## Material provided:
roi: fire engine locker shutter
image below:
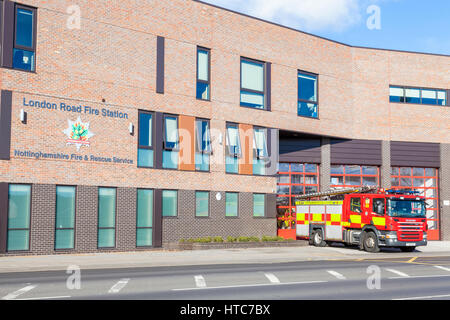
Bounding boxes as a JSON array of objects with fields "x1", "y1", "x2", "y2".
[
  {"x1": 265, "y1": 193, "x2": 277, "y2": 218},
  {"x1": 0, "y1": 90, "x2": 12, "y2": 160},
  {"x1": 296, "y1": 203, "x2": 310, "y2": 238},
  {"x1": 390, "y1": 141, "x2": 440, "y2": 168},
  {"x1": 0, "y1": 183, "x2": 8, "y2": 253},
  {"x1": 330, "y1": 139, "x2": 382, "y2": 165},
  {"x1": 324, "y1": 204, "x2": 343, "y2": 241}
]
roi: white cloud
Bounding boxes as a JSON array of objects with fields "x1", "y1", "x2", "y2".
[{"x1": 203, "y1": 0, "x2": 382, "y2": 32}]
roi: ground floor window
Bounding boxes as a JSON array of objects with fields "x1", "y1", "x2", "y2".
[
  {"x1": 391, "y1": 167, "x2": 440, "y2": 240},
  {"x1": 7, "y1": 184, "x2": 31, "y2": 251},
  {"x1": 55, "y1": 186, "x2": 76, "y2": 250},
  {"x1": 98, "y1": 188, "x2": 116, "y2": 248},
  {"x1": 330, "y1": 165, "x2": 379, "y2": 188},
  {"x1": 136, "y1": 189, "x2": 153, "y2": 247},
  {"x1": 225, "y1": 192, "x2": 239, "y2": 217},
  {"x1": 253, "y1": 194, "x2": 265, "y2": 217}
]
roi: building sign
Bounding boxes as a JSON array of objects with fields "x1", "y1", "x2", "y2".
[{"x1": 63, "y1": 117, "x2": 95, "y2": 151}]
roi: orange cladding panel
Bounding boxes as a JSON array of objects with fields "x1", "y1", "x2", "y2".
[
  {"x1": 239, "y1": 124, "x2": 253, "y2": 175},
  {"x1": 178, "y1": 115, "x2": 196, "y2": 171}
]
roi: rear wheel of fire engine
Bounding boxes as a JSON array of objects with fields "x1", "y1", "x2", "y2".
[
  {"x1": 363, "y1": 231, "x2": 380, "y2": 253},
  {"x1": 312, "y1": 229, "x2": 327, "y2": 247},
  {"x1": 400, "y1": 246, "x2": 416, "y2": 252}
]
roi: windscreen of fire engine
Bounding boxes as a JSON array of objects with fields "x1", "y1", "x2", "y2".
[{"x1": 387, "y1": 199, "x2": 426, "y2": 218}]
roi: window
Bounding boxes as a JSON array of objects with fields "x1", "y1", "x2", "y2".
[
  {"x1": 98, "y1": 188, "x2": 116, "y2": 248},
  {"x1": 195, "y1": 191, "x2": 209, "y2": 217},
  {"x1": 195, "y1": 119, "x2": 212, "y2": 171},
  {"x1": 330, "y1": 165, "x2": 379, "y2": 188},
  {"x1": 226, "y1": 123, "x2": 241, "y2": 174},
  {"x1": 373, "y1": 198, "x2": 385, "y2": 215},
  {"x1": 253, "y1": 127, "x2": 268, "y2": 175},
  {"x1": 137, "y1": 189, "x2": 153, "y2": 247},
  {"x1": 350, "y1": 197, "x2": 362, "y2": 213},
  {"x1": 196, "y1": 47, "x2": 210, "y2": 100},
  {"x1": 253, "y1": 194, "x2": 265, "y2": 217},
  {"x1": 298, "y1": 71, "x2": 318, "y2": 118},
  {"x1": 138, "y1": 111, "x2": 154, "y2": 168},
  {"x1": 7, "y1": 184, "x2": 31, "y2": 251},
  {"x1": 55, "y1": 186, "x2": 76, "y2": 250},
  {"x1": 390, "y1": 86, "x2": 447, "y2": 106},
  {"x1": 163, "y1": 115, "x2": 179, "y2": 169},
  {"x1": 225, "y1": 192, "x2": 238, "y2": 217},
  {"x1": 240, "y1": 58, "x2": 265, "y2": 109},
  {"x1": 13, "y1": 5, "x2": 36, "y2": 72},
  {"x1": 162, "y1": 190, "x2": 178, "y2": 217}
]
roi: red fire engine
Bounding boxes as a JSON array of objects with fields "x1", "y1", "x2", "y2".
[{"x1": 294, "y1": 187, "x2": 428, "y2": 252}]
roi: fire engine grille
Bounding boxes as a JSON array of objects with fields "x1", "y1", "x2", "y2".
[{"x1": 398, "y1": 222, "x2": 423, "y2": 241}]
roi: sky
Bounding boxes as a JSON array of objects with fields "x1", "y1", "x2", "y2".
[{"x1": 200, "y1": 0, "x2": 450, "y2": 56}]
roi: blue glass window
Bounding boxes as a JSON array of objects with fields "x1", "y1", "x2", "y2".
[
  {"x1": 197, "y1": 48, "x2": 210, "y2": 100},
  {"x1": 226, "y1": 124, "x2": 241, "y2": 174},
  {"x1": 7, "y1": 185, "x2": 31, "y2": 251},
  {"x1": 195, "y1": 191, "x2": 210, "y2": 217},
  {"x1": 390, "y1": 86, "x2": 447, "y2": 106},
  {"x1": 241, "y1": 59, "x2": 265, "y2": 109},
  {"x1": 13, "y1": 6, "x2": 36, "y2": 72},
  {"x1": 163, "y1": 115, "x2": 179, "y2": 169},
  {"x1": 98, "y1": 188, "x2": 116, "y2": 248},
  {"x1": 195, "y1": 119, "x2": 211, "y2": 171},
  {"x1": 138, "y1": 112, "x2": 154, "y2": 168},
  {"x1": 55, "y1": 186, "x2": 76, "y2": 250},
  {"x1": 253, "y1": 194, "x2": 265, "y2": 217},
  {"x1": 162, "y1": 190, "x2": 178, "y2": 217},
  {"x1": 298, "y1": 72, "x2": 318, "y2": 118},
  {"x1": 137, "y1": 189, "x2": 153, "y2": 247},
  {"x1": 253, "y1": 127, "x2": 268, "y2": 175}
]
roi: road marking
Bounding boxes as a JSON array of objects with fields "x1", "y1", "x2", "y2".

## What the task requires:
Extract from the records above the lines from the one containing "roi: window" to the one containing "roi: blue glass window", both lines included, exactly as they appear and with nothing else.

## Output for this task:
roi: window
Bounding boxes as a JSON array of objects with fields "x1", "y1", "x2", "y2".
[
  {"x1": 98, "y1": 188, "x2": 116, "y2": 248},
  {"x1": 195, "y1": 191, "x2": 209, "y2": 217},
  {"x1": 195, "y1": 119, "x2": 212, "y2": 171},
  {"x1": 330, "y1": 165, "x2": 379, "y2": 188},
  {"x1": 226, "y1": 123, "x2": 241, "y2": 174},
  {"x1": 373, "y1": 198, "x2": 385, "y2": 215},
  {"x1": 253, "y1": 127, "x2": 268, "y2": 175},
  {"x1": 137, "y1": 189, "x2": 153, "y2": 247},
  {"x1": 350, "y1": 197, "x2": 362, "y2": 213},
  {"x1": 196, "y1": 47, "x2": 210, "y2": 100},
  {"x1": 253, "y1": 194, "x2": 265, "y2": 217},
  {"x1": 298, "y1": 71, "x2": 318, "y2": 118},
  {"x1": 138, "y1": 111, "x2": 154, "y2": 168},
  {"x1": 7, "y1": 184, "x2": 31, "y2": 251},
  {"x1": 55, "y1": 186, "x2": 76, "y2": 250},
  {"x1": 390, "y1": 86, "x2": 447, "y2": 106},
  {"x1": 163, "y1": 115, "x2": 179, "y2": 169},
  {"x1": 225, "y1": 192, "x2": 238, "y2": 217},
  {"x1": 240, "y1": 58, "x2": 265, "y2": 109},
  {"x1": 13, "y1": 5, "x2": 36, "y2": 72},
  {"x1": 162, "y1": 190, "x2": 178, "y2": 217}
]
roi: red fire engine
Bounding boxes as a JSON array of objects with fields "x1", "y1", "x2", "y2".
[{"x1": 294, "y1": 187, "x2": 428, "y2": 252}]
roi: fire engine grille
Bounding boxes as a JSON array of objects with fields "x1", "y1", "x2", "y2".
[{"x1": 398, "y1": 222, "x2": 423, "y2": 241}]
roi: sky
Bounding boxes as a JSON array of objects with fields "x1", "y1", "x2", "y2".
[{"x1": 200, "y1": 0, "x2": 450, "y2": 56}]
roi: blue glass window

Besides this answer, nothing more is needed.